■ Objective: Switch every "Drop one dot" in the lines below to "Place a single point" and reproduce the lines otherwise unchanged.
— start —
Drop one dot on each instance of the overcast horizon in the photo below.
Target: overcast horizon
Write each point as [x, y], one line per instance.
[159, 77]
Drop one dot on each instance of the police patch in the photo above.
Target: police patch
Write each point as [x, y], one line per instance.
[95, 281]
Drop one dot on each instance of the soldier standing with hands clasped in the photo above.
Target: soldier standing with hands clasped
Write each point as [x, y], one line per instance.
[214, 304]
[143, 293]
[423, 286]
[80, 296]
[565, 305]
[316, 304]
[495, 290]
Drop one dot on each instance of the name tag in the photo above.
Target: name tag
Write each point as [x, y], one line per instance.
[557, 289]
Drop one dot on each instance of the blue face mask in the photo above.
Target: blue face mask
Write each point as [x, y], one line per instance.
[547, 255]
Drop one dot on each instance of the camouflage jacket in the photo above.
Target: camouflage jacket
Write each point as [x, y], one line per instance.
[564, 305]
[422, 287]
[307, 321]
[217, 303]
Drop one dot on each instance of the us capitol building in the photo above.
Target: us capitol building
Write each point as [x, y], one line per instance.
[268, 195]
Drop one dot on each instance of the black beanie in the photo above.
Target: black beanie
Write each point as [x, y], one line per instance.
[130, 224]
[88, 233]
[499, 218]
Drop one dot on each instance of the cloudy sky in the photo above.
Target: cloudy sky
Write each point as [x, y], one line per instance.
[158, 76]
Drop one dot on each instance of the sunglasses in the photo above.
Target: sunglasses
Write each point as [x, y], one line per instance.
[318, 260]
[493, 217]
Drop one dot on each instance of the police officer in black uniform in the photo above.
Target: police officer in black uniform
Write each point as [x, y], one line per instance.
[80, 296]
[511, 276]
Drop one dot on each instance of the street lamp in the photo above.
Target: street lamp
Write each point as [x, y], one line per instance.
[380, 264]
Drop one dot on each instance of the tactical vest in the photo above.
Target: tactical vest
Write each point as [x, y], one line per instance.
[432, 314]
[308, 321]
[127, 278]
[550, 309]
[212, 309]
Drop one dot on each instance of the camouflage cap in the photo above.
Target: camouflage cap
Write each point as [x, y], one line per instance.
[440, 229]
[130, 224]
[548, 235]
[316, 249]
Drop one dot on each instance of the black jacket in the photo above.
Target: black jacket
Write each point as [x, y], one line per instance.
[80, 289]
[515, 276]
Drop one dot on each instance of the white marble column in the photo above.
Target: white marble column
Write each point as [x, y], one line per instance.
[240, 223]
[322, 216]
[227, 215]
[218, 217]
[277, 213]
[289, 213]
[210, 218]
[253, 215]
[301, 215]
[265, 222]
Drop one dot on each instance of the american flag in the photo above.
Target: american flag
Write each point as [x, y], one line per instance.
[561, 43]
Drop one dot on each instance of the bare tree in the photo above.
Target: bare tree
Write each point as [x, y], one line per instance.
— end —
■ Solution below:
Place a single point on each instance of the overcast horizon in the photo below.
Target: overcast horizon
Write each point as [x, y], one line per instance.
[159, 77]
Place a single point on each instance of the police patch in the photo above.
Target: police patch
Write each point as [x, y], one line per instance.
[95, 281]
Place a single point on each instance of the soldier standing with hands clasped in the photo above.
Target: soldier standing with hands clasped
Write each point as [x, y], one line per instance.
[214, 304]
[143, 293]
[423, 286]
[80, 296]
[565, 305]
[316, 304]
[495, 290]
Place a single point on each instance of the name tag in the photo above.
Target: name tag
Write each point as [x, y], one line per instance.
[557, 289]
Place a single point on each instance of the blue face mask in the photo above.
Target: blue face mask
Write each point as [x, y], one line per instance.
[547, 255]
Place a single point on each instance of the camouflage jacket in the photo above.
Target: camouflage jacket
Write each point as [x, y], one line per instance.
[564, 305]
[422, 287]
[307, 321]
[217, 303]
Place a single point on each instance of the us capitol building in the photo above.
Target: us capitol building
Write each point as [x, y], one line per instance.
[268, 195]
Place a single point on each instance of the black beanie in the photo above.
Target: black beanie
Write each point as [x, y], one line per instance.
[130, 224]
[88, 233]
[499, 218]
Place a single point on each instance of the cloudy sky in the photo above.
Target: cloudy sky
Write each point as [x, y], one line per instance.
[158, 76]
Place a single point on each instance of the sunglasses in the photo above.
Target: sunglasses
Write each point as [x, y], one line per instance.
[318, 260]
[493, 217]
Place a single point on each instance of the police officer in black uniform in the photo above.
Target: police officer in black uniform
Write each point as [x, y], one line per instance.
[80, 296]
[511, 276]
Place a single point on each instance of the street lamp in the photo above.
Target: street lamp
Write each point as [x, y], one line per instance.
[380, 264]
Place a single point on each instance of the tactical vest in the photo above.
Target: tactical vest
Write each point as [x, y], one line per instance.
[432, 314]
[308, 321]
[127, 278]
[550, 309]
[212, 309]
Place a single point on each instance of the camouflage cap in the photo above.
Target: camouflage cap
Write each point as [x, y], one line per instance.
[440, 229]
[130, 224]
[548, 235]
[316, 249]
Place a single point on each instance of the black jacket in the photo above.
Target: black jacket
Write each point as [x, y], one line per instance.
[80, 289]
[515, 276]
Place a single point on each instance of the white marble column in the photo above.
Target: white marble column
Write each point as [x, y], one line per instance.
[240, 223]
[322, 216]
[227, 215]
[218, 217]
[277, 213]
[289, 213]
[210, 218]
[253, 215]
[301, 215]
[265, 222]
Place a single point on each instance of the american flag in the photo above.
Target: american flag
Write each point as [x, y], one line per instance.
[561, 43]
Place a single point on each instance of the bare tree in the photo above.
Target: bare tree
Write each point as [x, y], one line per instance.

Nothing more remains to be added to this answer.